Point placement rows

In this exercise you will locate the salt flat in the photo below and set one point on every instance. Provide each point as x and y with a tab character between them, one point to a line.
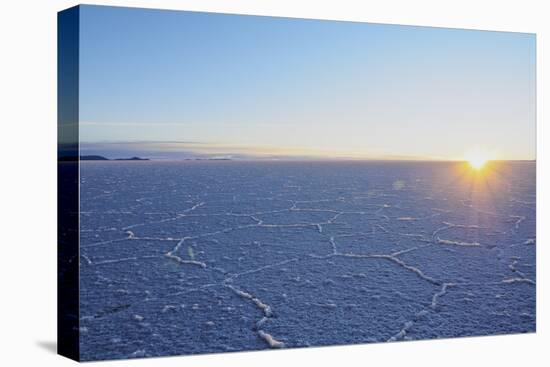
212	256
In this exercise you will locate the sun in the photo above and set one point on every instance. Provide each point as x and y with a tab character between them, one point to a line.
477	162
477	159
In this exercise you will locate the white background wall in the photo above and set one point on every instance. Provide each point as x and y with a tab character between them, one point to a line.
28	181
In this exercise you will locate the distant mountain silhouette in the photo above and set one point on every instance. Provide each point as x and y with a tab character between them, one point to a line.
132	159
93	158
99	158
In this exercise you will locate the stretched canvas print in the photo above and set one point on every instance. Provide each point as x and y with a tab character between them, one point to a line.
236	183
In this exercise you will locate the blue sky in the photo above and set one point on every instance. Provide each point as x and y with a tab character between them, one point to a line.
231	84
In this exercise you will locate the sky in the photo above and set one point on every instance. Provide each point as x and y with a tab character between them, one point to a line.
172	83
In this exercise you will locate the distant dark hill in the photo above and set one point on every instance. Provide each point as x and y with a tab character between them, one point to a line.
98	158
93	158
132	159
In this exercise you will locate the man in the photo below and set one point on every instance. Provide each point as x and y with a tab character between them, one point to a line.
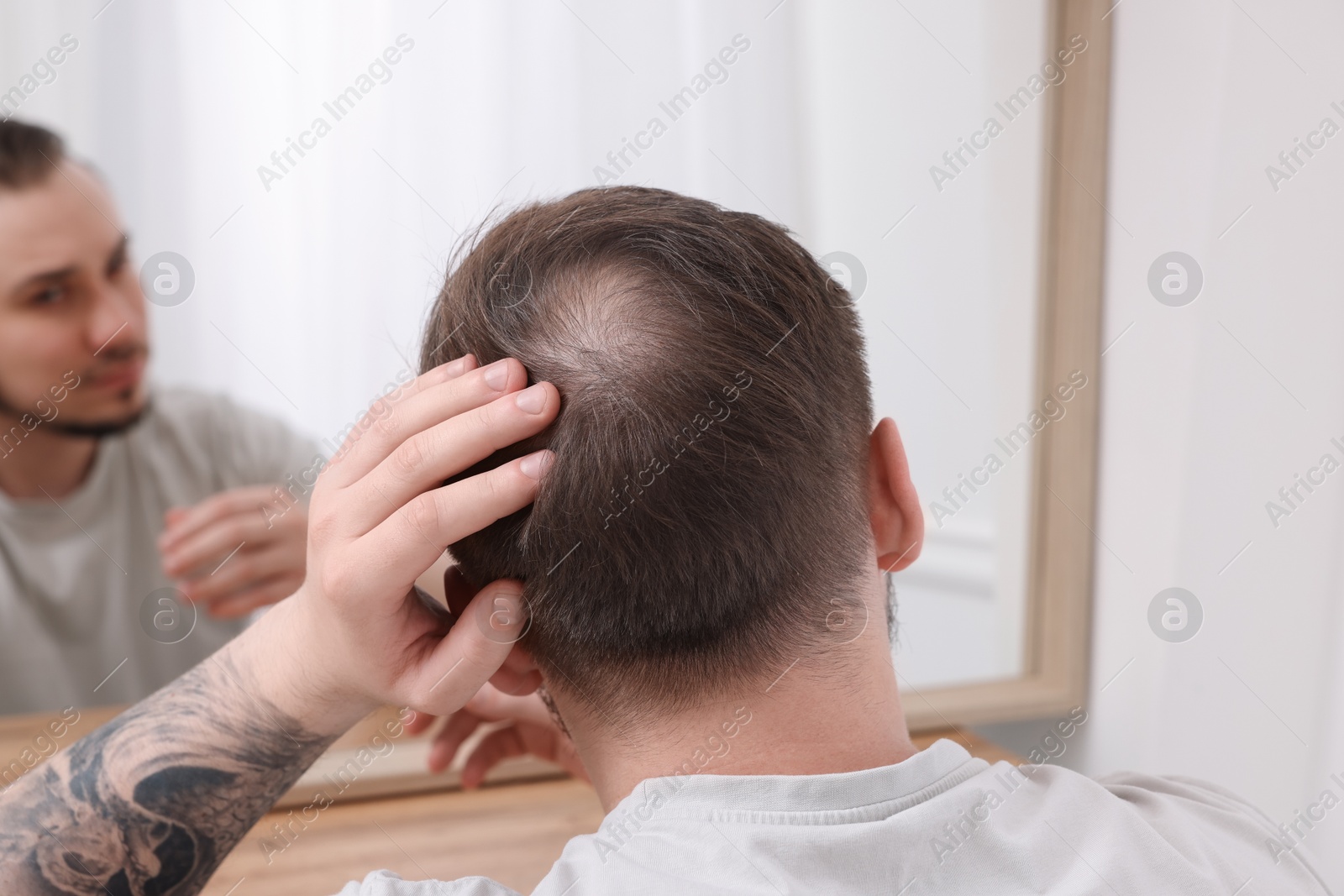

◆ TASK DIRECTIONS: Rewrite all of the rows above as a Markdown table with two columns, Number and Entry, placing each line in its own numbered row. Omit blank lines and leave the pictures out of the table.

◆ WRITTEN REPLY:
| Number | Entry |
|---|---|
| 1 | In this exercise you will locate the salt flat in the photo below and set one point on every instance. Provide each point as x and y with a tab character between them, one point to a line. |
| 2 | 212	256 |
| 3 | In this exercise you will locate the sun in the photo above and set one point on every instance. Provide each point as x and y with a tab character between them, one point to a line. |
| 4 | 477	162 |
| 5 | 477	159 |
| 6 | In this exercise you will locate the white background wall in the photo above and set one point on every instance. Provide each point as x and y with a tab character between them, one point to a line. |
| 7 | 28	181 |
| 8 | In this exercise you will locate the distant mountain silhouette in the photo above and set one point on every instance. Provide each point as x and y with a tab character between them, one point to a line. |
| 9 | 132	159 |
| 10 | 93	158 |
| 11 | 99	158 |
| 12 | In this exercise you will locate the stretched canvas print in the photo above and set one point on every instance. Provide each point as x and y with a tab character between them, one point to a line. |
| 13 | 236	183 |
| 14 | In this exercise you will locate the blue sky in the photo above and set one point on every instance. Provide each point as x and y with a tab character between them, one point to a line. |
| 15 | 231	84 |
| 16 | In this exercise you will locate the sky in the photo above and set one point on every instance. Provide each point as x and y with a tab character between them, one point to a line. |
| 17 | 172	83 |
| 18 | In this exercise you will locate the distant dark hill in the photo above and set one point on every instance. Provide each point as x and y with a tab character between them, one point to a line. |
| 19 | 98	158 |
| 20 | 93	158 |
| 21 | 132	159 |
| 22 | In this exercise you will locate the man in the photo below and set one point on every instance. Provide each point as x and y with a tab character between them, one point to a line. |